- _Supplied entries_
Content starts

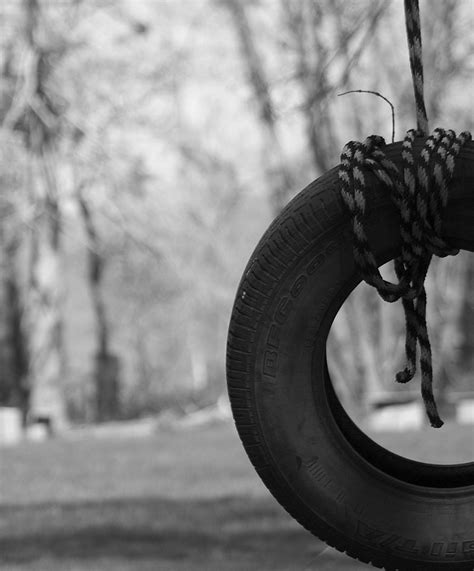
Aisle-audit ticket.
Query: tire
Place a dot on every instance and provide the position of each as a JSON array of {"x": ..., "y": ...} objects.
[{"x": 376, "y": 506}]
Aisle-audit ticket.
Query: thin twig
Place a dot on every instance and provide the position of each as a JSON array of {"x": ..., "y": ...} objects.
[{"x": 378, "y": 95}]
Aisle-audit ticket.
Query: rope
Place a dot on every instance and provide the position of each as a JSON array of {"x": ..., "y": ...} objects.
[
  {"x": 412, "y": 22},
  {"x": 420, "y": 194}
]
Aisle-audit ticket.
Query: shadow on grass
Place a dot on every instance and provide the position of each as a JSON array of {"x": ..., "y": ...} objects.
[{"x": 234, "y": 527}]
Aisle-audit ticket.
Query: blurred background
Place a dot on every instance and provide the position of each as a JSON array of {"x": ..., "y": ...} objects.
[{"x": 145, "y": 147}]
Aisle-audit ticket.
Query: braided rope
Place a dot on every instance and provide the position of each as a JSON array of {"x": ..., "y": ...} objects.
[
  {"x": 420, "y": 194},
  {"x": 412, "y": 22}
]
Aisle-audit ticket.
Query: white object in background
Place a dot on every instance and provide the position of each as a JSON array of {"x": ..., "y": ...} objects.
[
  {"x": 11, "y": 430},
  {"x": 465, "y": 411},
  {"x": 397, "y": 418}
]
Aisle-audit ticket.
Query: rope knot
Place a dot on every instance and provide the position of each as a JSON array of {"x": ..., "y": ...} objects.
[{"x": 420, "y": 193}]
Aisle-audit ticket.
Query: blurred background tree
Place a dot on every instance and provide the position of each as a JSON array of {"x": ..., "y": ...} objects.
[{"x": 146, "y": 147}]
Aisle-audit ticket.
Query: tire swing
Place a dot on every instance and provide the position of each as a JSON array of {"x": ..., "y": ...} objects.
[{"x": 383, "y": 202}]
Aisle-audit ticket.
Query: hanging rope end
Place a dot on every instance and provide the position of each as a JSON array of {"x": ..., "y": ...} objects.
[{"x": 436, "y": 422}]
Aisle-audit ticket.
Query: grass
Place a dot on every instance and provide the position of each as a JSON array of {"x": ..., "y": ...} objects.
[{"x": 177, "y": 501}]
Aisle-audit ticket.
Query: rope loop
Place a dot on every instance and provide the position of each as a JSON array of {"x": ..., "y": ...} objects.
[{"x": 420, "y": 192}]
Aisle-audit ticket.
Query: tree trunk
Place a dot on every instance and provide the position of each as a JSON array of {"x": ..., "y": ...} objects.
[
  {"x": 45, "y": 297},
  {"x": 107, "y": 364},
  {"x": 276, "y": 167}
]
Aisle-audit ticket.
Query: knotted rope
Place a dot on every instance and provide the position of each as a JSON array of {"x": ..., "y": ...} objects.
[{"x": 420, "y": 194}]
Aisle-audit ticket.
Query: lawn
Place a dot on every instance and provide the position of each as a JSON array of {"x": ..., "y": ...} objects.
[{"x": 175, "y": 501}]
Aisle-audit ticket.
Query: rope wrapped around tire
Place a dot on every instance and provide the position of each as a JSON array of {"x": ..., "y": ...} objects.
[{"x": 378, "y": 507}]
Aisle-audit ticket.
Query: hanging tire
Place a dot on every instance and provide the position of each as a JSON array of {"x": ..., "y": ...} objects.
[{"x": 360, "y": 498}]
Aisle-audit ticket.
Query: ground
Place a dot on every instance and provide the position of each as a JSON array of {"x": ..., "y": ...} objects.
[{"x": 174, "y": 501}]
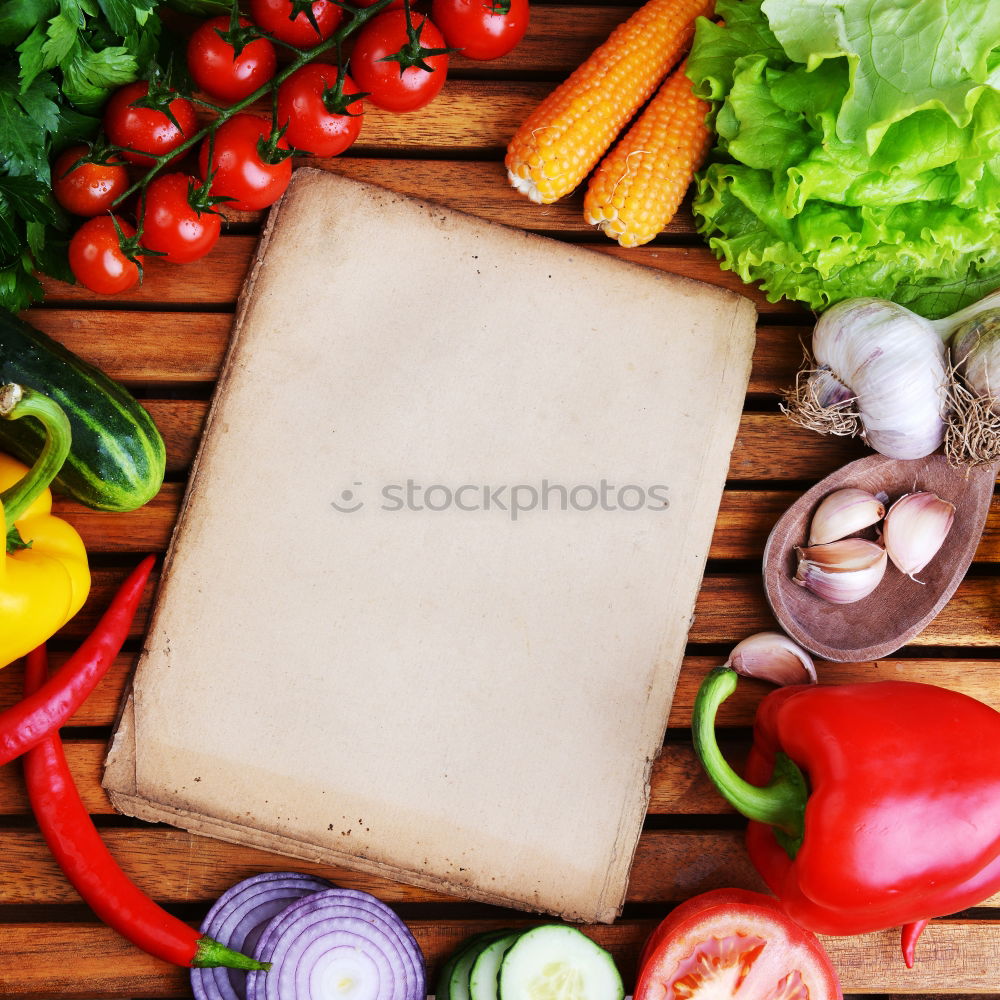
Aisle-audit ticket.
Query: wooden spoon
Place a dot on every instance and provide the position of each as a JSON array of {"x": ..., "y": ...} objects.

Content ends

- _Task description_
The whole of the data above needs retyping exactly, with pictures omitted.

- _Finished exercise_
Aisle-audit ticket.
Query: tire
Place a dot on every instance and provide the position of each as a JSON array of {"x": ..., "y": ...} objects.
[{"x": 376, "y": 506}]
Aisle-audit ticket.
Query: thin twig
Place a dot on every instance and provide the position of each as a JSON array of {"x": ..., "y": ...} objects.
[{"x": 378, "y": 95}]
Aisle-audit ticket.
Query: rope
Place a dot on every instance and provide the position of each as a JSON array of {"x": ..., "y": ...} objects.
[
  {"x": 412, "y": 22},
  {"x": 420, "y": 194}
]
Aisle-audit ticket.
Query: shadow on grass
Place a dot on every instance and provide the position of each as a JSON array of {"x": ..., "y": ...} objects.
[{"x": 234, "y": 527}]
Aisle-audit ticket.
Query: blurred background
Place a dot on every instance and provide the position of each as a JSON array of {"x": ..., "y": ...} objects.
[{"x": 145, "y": 147}]
Aisle-audit ticket.
Query: braided rope
Place a dot on every instance and provide the position of each as a JSON array of {"x": ..., "y": ...} objects.
[
  {"x": 420, "y": 194},
  {"x": 412, "y": 22}
]
Aisle-audit ticket.
Query: white object in background
Place a dot on every instance and provide the position of each as a JSON array of {"x": ..., "y": ...} objects.
[
  {"x": 11, "y": 430},
  {"x": 465, "y": 411},
  {"x": 397, "y": 418}
]
Aisle-audit ticket.
Query: rope knot
Place a dot on every instance and provide the position of each as a JSON array of {"x": ..., "y": ...} objects.
[{"x": 420, "y": 193}]
Aisle-audit ticket.
Query: blurred background tree
Place a dot on every instance and provide the position of each as a JSON array of {"x": ..., "y": ...} objects.
[{"x": 146, "y": 147}]
Aisle-audit ticket.
Query: tire swing
Place a dot on every instance and provide the position of each as a JSON array of {"x": ..., "y": ...} objects.
[{"x": 383, "y": 202}]
Aisle-audit ticket.
Query: hanging rope end
Place a dot on every instance and provide the position of each as a JSON array of {"x": ..., "y": ...} objects.
[{"x": 436, "y": 422}]
Aisle-audit ticket.
Query: grass
Place a dot on every instance and provide the position of each as a JSON array of {"x": ..., "y": ...} objects.
[{"x": 177, "y": 501}]
Aisle-audit ticket.
Query: rope loop
Place a dot on every instance and provide the position of each as a JSON array of {"x": ..., "y": ...} objects.
[{"x": 420, "y": 192}]
Aisle-audit ticket.
Query: tree trunk
Place a dot on every instance and provide the position of each as a JSON array of {"x": ..., "y": ...} objects.
[
  {"x": 45, "y": 297},
  {"x": 107, "y": 364},
  {"x": 276, "y": 167}
]
Aisle-audit ticket.
Query: knotted rope
Place a dot on every instance and provide the position of each as a JSON array of {"x": ..., "y": ...} objects.
[{"x": 420, "y": 194}]
Aisle-audit ticket.
Query: lawn
Place a dot on every instance and provide the position of each as a JSON array of {"x": ..., "y": ...} objects.
[{"x": 175, "y": 501}]
Aisle-audit ticket.
Query: rope wrapped around tire
Place a dot on every instance and provide the position of each as a JSON array of {"x": ..., "y": ...} objects.
[{"x": 378, "y": 507}]
Aisle-audit ticket.
Query: hanging tire
Place a dot on every instance and provide the position of each as a JSON array of {"x": ..., "y": ...} objects.
[{"x": 360, "y": 498}]
Aisle-audit ticket.
Query: ground
Place a dot on every instance and provide the position of each as a JSON array of {"x": ..., "y": ...} objects.
[{"x": 174, "y": 501}]
Aisle-audit ticket.
Query: wooden spoon
Place a dot on every instance and provide the position of each as a JSON array of {"x": ..., "y": ...} objects.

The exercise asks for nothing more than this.